Given request 1:
According to the judgment, on what basis did the respondent apply for and obtain the restraint order?
Given request 2:
For each statement, say yes or no according to the judgment and quote the words that decide it. (a) The restraint order was made after a hearing of which the applicant had notice. (b) The applicant shares her home in Wigton with her grandson. (c) The application notice is dated 6 December 2023.
Given request 3:
Under which statutory provision was the restraint order obtained, according to the judgment?

Text provided:
»»

Neutral Citation Number: [2025] EWHC 604 (Admin)
No: AC-2023-LON-003623

IN THE HIGH COURT OF JUSTICE
KING'S BENCH DIVISION
ADMINISTRATIVE COURT

No: AC-2023-LON-003623
The Royal Courts of Justice
Strand
London WC2A 2LL
(Heard remotely via CVP)
7 March 2025

B e f o r e :

MRS JUSTICE FARBEY DBE
____________________

LINDA McCRACKEN Applicant
- and -
CROWN PROSECUTION SERVICE

____________________

Digital Transcription by Epiq Europe Ltd,
Lower Ground, 46 Chancery Lane, London WC2A 1JE
Web: www.epiqglobal.com/en-gb/ Email: [email protected]
(Official Shorthand Writers to the Court)

____________________

MR R VARDON appeared on behalf of the Applicant.
MR J FLETCHER appeared on behalf of the Respondent.

____________________

HTML VERSION OF JUDGMENT
____________________

Crown Copyright ©

    MRS JUSTICE FARBEY:

    Introduction

  1. By an application notice dated 3 December 2024, the applicant applies to the court to discharge or vary a restraint order made on 6 December 2023, prohibiting the applicant and her grandson, Daniel McCracken, from disposing of assets.
  2. The respondent applied for and obtained the order under section 77 of the Criminal Justice Act 1988, on the basis of a real risk that assets that formed the subject of a confiscation order would be dissipated unless restrained. The order was made without a hearing and without notice to the applicant. The key asset restrained by the order is the applicant's home in Wigton which she shares with Daniel. Sadly, Daniel is disabled after suffering brain injury from a road traffic accident. The applicant is now 75 years old.

««

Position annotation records
»»

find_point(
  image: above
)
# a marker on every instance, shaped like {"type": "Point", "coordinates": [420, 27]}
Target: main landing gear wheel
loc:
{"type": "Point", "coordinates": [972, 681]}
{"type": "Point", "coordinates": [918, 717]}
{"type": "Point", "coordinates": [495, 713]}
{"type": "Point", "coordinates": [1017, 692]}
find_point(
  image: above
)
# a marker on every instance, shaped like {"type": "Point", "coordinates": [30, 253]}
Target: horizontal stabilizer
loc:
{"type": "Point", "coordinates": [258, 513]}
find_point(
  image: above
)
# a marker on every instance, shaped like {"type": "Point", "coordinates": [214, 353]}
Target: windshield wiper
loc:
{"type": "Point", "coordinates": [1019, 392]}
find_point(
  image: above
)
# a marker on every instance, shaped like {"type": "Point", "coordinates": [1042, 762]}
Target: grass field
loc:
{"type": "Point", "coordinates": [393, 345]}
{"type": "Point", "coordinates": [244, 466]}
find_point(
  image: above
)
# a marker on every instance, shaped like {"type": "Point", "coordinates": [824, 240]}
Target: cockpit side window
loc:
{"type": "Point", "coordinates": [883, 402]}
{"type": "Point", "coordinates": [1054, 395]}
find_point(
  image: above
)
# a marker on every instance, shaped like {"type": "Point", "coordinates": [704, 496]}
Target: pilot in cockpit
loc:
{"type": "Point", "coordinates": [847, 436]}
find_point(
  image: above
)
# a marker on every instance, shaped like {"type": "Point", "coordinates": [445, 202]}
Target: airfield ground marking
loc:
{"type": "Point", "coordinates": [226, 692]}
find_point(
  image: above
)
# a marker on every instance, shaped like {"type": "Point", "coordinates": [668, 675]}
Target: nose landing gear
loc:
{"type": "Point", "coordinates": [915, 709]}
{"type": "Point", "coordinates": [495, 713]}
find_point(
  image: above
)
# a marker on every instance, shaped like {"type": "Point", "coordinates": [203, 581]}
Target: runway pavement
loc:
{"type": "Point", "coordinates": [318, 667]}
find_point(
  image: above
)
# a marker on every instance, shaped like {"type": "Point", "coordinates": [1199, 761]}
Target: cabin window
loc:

««

Problem solution 1:
The respondent obtained the order because there was a real risk that assets subject to a confiscation order would be dissipated unless they were restrained.

Problem solution 2:
(a) No: "The order was made without a hearing and without notice to the applicant."
(b) Yes: "The key asset restrained by the order is the applicant's home in Wigton which she shares with Daniel."
(c) No: "By an application notice dated 3 December 2024"

Problem solution 3:
Section 77 of the Criminal Justice Act 1988.